* _Text_
▽

Past Colloquia

16 November 2018
15:00
Alan Sokal
Abstract

A matrix M of real numbers is called totally positive if every minor of M is nonnegative. This somewhat bizarre concept from linear algebra has surprising connections with analysis - notably polynomials and entire functions with real zeros, and the classical moment problem and continued fractions - as well as combinatorics. I will explain briefly some of these connections, and then introduce a generalization: a matrix M of polynomials (in some set of indeterminates) will be called coefficientwise totally positive if every minor of M is a polynomial with nonnegative coefficients. Also, a sequence (an)n≥0  of real numbers (or polynomials) will be called (coefficientwise) Hankel-totally positive if the Hankel matrix H = (ai+j)i,j ≥= 0 associated to (an) is (coefficientwise) totally positive. It turns out that many sequences of polynomials arising in enumerative combinatorics are (empirically) coefficientwise Hankel-totally positive; in some cases this can be proven using continued fractions, while in other cases it remains a conjecture.

2 November 2018
16:00
Jon Keating
Abstract

The moments of characteristic polynomials play a central role in Random Matrix Theory.  They appear in many applications, ranging from quantum mechanics to number theory.  The mixed moments of the characteristic polynomials of random unitary matrices, i.e. the joint moments of the polynomials and their derivatives, can be expressed recursively in terms of combinatorial sums involving partitions. However, these combinatorial sums are not easy to compute, and so this does not give an effective method for calculating the mixed moments in general. I shall describe an alternative evaluation of the mixed moments, in terms of solutions of the Painlevé V differential equation, that facilitates their computation and asymptotic analysis.

12 October 2018
16:00
Abstract

Consider a network of agents connected by communication links, where each agent holds a real value. The gossip problem consists in estimating the average of the values diffused in the network in a distributed manner. Current techniques for gossiping are designed to deal with worst-case scenarios, which is irrelevant in applications to distributed statistical learning and denoising in sensor networks. We design second-order gossip methods tailor-made for the case where the real values are i.i.d. samples from the same distribution. In some regular network structures, we are able to prove optimality of our methods, and simulations suggest that they are efficient in a wide range of random networks. Our approach of gossip stems from a new acceleration framework using the family of orthogonal polynomials with respect to the spectral measure of the network graph (joint work with Raphaël Berthier, and Pierre Gaillard).

△

Image point grounding data:
▽

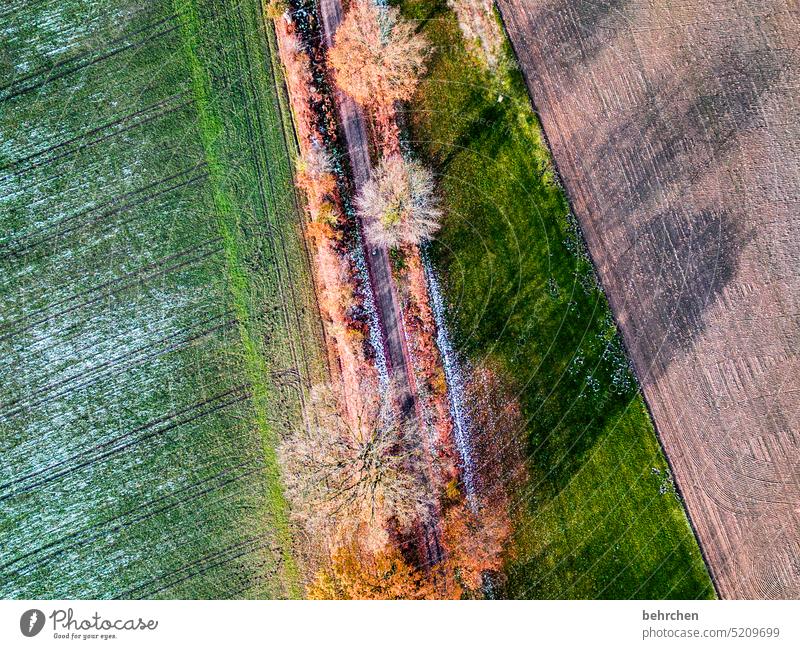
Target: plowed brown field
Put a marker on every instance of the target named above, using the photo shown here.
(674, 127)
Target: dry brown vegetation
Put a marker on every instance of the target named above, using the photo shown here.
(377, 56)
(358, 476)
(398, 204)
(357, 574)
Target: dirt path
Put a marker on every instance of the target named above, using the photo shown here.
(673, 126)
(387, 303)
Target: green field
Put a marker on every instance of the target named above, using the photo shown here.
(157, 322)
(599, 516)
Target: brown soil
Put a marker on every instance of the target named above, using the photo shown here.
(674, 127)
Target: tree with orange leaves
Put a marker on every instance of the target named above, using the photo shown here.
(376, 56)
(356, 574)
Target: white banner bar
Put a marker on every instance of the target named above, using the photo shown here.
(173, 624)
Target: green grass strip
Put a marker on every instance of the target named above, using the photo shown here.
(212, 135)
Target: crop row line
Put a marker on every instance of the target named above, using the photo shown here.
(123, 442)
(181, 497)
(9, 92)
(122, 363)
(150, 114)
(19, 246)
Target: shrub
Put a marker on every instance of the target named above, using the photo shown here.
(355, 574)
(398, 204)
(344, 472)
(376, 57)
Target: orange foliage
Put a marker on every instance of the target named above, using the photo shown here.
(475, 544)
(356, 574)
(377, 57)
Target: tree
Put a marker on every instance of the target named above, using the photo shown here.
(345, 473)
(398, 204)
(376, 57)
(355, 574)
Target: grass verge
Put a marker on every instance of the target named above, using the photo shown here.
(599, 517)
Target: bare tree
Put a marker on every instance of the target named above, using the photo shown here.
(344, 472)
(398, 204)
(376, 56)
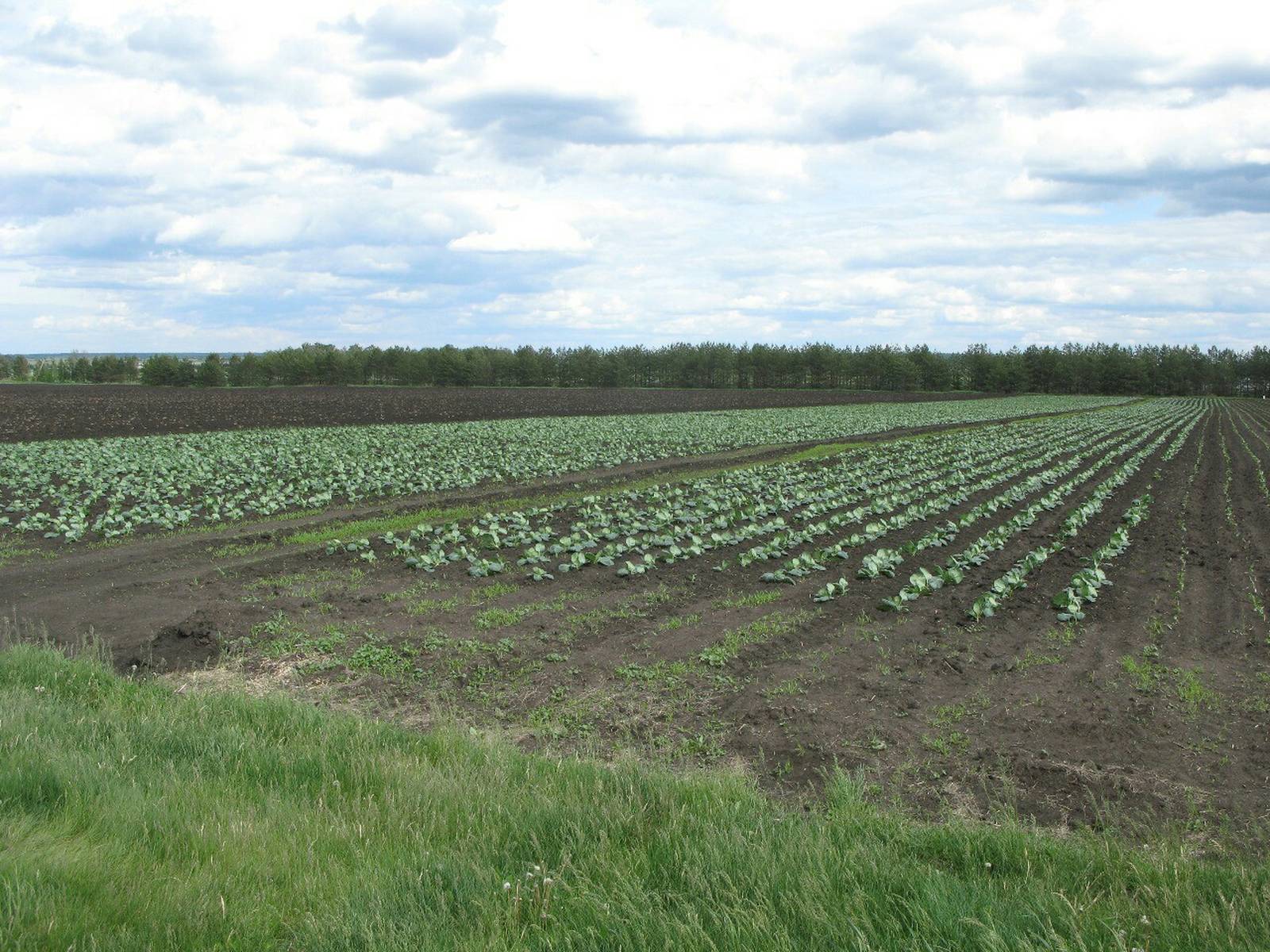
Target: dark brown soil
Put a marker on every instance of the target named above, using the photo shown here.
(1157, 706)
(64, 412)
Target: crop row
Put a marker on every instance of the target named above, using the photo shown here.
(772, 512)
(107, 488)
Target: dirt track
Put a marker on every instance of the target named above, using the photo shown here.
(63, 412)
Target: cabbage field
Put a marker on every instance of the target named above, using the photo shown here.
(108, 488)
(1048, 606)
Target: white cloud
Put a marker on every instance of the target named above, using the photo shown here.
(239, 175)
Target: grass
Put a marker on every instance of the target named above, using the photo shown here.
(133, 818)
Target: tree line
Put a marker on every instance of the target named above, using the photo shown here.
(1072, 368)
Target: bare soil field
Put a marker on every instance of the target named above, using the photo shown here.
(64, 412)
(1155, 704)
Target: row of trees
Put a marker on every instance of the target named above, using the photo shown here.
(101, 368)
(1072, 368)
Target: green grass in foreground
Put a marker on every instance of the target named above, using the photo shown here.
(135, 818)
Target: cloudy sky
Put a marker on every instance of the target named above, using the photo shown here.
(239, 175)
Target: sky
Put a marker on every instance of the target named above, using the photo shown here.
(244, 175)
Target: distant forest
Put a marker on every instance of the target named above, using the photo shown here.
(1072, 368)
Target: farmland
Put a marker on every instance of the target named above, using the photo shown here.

△

* _Required action 1_
Summarize the colloquium listing in two sentences.
* _Required action 2_
Answer these questions using the colloquium listing:
(a) At what time did the 16 November 2018 talk take place?
(b) According to Jon Keating's abstract, which range of applications do the moments of characteristic polynomials appear in?
(c) Which two people are named as co-authors of the work in the 12 October 2018 talk?
* _Required action 3_
Write out the part of the colloquium listing between "2 November 2018" and "and asymptotic analysis.", inclusive.

* _Answer space 1_
The colloquium listing describes three talks from October and November 2018: Alan Sokal on totally positive matrices, their connections to analysis and combinatorics, and a coefficientwise generalization, and Jon Keating on evaluating mixed moments of characteristic polynomials of random unitary matrices through solutions of the Painlevé V differential equation. The third talk, on 12 October 2018, presents second-order gossip methods for estimating the average of values in a network when those values are i.i.d. samples from the same distribution.

* _Answer space 2_
(a) 15:00
(b) Applications ranging from quantum mechanics to number theory
(c) Raphaël Berthier and Pierre Gaillard

* _Answer space 3_
2 November 2018
16:00
Jon Keating
Abstract

The moments of characteristic polynomials play a central role in Random Matrix Theory.  They appear in many applications, ranging from quantum mechanics to number theory.  The mixed moments of the characteristic polynomials of random unitary matrices, i.e. the joint moments of the polynomials and their derivatives, can be expressed recursively in terms of combinatorial sums involving partitions. However, these combinatorial sums are not easy to compute, and so this does not give an effective method for calculating the mixed moments in general. I shall describe an alternative evaluation of the mixed moments, in terms of solutions of the Painlevé V differential equation, that facilitates their computation and asymptotic analysis.